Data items
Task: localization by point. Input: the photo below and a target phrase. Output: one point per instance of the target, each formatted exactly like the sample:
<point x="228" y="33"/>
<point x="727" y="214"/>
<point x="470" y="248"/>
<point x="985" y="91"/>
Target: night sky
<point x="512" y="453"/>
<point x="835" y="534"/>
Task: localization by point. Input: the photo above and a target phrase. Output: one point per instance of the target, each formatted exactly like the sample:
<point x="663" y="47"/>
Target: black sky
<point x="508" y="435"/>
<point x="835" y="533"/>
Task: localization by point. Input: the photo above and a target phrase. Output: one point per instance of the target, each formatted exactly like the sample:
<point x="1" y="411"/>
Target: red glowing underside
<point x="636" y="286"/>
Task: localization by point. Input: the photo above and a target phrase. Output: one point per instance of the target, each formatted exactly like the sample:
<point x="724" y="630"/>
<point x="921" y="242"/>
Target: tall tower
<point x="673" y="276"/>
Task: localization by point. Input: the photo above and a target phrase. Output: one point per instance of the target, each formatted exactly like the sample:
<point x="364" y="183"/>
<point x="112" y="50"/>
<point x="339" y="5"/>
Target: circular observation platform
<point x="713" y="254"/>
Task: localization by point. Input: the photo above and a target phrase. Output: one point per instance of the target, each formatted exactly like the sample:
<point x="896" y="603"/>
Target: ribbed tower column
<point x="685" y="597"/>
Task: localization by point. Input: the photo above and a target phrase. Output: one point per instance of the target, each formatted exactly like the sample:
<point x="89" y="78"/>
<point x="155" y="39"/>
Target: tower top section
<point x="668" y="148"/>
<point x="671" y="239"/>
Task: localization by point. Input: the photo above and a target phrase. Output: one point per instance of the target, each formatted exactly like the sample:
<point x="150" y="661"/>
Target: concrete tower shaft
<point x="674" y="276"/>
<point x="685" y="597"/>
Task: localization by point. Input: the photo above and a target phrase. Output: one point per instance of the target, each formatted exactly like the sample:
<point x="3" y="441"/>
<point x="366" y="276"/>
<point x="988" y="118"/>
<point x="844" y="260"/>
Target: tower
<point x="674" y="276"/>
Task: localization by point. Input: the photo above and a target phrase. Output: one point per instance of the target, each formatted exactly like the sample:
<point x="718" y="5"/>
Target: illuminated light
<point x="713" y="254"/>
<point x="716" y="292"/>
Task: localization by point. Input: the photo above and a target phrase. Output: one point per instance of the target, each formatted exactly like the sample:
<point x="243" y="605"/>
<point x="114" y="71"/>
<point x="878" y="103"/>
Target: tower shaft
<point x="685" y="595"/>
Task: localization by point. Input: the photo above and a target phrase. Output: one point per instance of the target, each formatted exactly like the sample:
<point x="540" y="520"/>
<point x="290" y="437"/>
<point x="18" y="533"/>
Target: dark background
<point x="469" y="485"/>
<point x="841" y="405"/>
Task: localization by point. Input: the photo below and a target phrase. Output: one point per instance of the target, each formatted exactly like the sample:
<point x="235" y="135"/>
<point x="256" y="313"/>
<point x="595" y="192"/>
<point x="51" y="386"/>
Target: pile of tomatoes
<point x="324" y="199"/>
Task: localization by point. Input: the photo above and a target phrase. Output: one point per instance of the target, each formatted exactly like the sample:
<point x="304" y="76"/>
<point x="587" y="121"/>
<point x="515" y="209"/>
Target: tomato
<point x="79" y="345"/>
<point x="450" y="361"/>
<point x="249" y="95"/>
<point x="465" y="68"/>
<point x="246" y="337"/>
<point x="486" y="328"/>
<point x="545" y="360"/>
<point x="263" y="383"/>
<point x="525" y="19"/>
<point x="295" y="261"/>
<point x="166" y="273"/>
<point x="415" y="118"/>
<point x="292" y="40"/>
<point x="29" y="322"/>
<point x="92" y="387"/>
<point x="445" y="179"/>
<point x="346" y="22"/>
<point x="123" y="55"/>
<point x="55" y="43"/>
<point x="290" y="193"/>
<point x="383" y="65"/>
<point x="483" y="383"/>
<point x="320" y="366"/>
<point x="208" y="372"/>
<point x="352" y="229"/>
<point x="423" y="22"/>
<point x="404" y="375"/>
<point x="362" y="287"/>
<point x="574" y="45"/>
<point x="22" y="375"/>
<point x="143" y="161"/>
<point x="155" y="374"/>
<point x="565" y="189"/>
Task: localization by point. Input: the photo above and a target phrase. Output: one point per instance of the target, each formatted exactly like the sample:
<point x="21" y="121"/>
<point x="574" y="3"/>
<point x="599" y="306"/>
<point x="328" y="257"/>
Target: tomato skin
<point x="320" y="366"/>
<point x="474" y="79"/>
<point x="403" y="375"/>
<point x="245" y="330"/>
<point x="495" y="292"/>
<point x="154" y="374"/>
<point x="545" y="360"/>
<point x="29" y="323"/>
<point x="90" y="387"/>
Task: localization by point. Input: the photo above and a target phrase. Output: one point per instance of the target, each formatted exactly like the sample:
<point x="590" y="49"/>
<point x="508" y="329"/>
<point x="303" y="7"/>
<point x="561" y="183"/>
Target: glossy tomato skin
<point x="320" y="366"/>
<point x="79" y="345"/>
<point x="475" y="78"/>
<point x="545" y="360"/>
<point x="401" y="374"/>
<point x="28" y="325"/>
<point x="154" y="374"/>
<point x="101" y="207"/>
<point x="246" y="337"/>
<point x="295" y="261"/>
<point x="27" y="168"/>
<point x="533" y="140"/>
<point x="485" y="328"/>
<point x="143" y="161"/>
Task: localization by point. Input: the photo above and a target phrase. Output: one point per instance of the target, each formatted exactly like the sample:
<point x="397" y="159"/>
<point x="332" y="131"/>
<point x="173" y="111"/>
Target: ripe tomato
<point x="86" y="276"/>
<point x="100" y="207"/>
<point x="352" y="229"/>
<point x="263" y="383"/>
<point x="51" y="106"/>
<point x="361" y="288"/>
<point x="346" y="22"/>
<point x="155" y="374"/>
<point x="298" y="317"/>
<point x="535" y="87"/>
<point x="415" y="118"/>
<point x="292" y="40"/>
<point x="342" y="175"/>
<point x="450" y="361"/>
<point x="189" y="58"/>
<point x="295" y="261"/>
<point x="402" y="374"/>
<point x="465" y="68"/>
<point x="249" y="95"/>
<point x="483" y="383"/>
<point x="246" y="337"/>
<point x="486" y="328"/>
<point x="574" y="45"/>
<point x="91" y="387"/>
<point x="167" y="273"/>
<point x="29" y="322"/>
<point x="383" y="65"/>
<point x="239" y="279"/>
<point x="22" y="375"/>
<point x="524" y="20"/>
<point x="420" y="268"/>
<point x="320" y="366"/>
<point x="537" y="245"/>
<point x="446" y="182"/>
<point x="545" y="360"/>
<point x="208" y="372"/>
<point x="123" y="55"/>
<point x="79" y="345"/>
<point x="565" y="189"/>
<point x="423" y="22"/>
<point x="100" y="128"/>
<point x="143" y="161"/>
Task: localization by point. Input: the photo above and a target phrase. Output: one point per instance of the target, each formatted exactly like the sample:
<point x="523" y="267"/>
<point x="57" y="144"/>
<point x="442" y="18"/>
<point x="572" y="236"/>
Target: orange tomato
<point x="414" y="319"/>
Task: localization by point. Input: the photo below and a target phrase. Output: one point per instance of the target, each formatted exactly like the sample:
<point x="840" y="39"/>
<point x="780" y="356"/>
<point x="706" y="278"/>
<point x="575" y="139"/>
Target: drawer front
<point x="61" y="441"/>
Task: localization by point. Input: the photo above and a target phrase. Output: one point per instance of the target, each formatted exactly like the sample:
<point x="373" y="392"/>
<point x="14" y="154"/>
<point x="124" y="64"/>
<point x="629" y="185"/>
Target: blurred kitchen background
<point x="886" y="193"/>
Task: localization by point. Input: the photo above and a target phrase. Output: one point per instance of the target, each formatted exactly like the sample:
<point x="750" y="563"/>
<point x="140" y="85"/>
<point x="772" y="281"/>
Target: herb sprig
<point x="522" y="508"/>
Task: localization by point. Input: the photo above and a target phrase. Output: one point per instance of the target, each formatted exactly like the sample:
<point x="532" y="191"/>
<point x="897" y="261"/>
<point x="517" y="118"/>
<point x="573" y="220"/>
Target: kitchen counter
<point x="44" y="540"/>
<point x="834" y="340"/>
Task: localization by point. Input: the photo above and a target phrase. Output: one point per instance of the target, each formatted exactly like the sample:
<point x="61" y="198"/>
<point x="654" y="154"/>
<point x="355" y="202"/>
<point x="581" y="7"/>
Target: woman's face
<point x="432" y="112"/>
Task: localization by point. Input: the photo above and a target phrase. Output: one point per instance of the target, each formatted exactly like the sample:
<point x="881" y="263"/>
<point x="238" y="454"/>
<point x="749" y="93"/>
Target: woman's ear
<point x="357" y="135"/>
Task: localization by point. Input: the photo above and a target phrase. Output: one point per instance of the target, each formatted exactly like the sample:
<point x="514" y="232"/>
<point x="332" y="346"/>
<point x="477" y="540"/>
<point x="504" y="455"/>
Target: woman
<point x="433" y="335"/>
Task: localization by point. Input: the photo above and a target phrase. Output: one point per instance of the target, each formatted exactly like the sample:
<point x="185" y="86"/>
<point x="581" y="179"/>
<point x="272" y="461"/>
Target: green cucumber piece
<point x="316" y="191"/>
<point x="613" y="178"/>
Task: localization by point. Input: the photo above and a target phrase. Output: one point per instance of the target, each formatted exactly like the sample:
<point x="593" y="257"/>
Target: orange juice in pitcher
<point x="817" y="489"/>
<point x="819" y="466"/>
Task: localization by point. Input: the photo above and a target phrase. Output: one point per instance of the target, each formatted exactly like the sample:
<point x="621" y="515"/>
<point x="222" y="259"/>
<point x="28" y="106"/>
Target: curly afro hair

- [Written exercise]
Which lines of the records contain the word "shaft"? Pull out each of them.

- [Response below]
Target: concrete tower shaft
Target: tower shaft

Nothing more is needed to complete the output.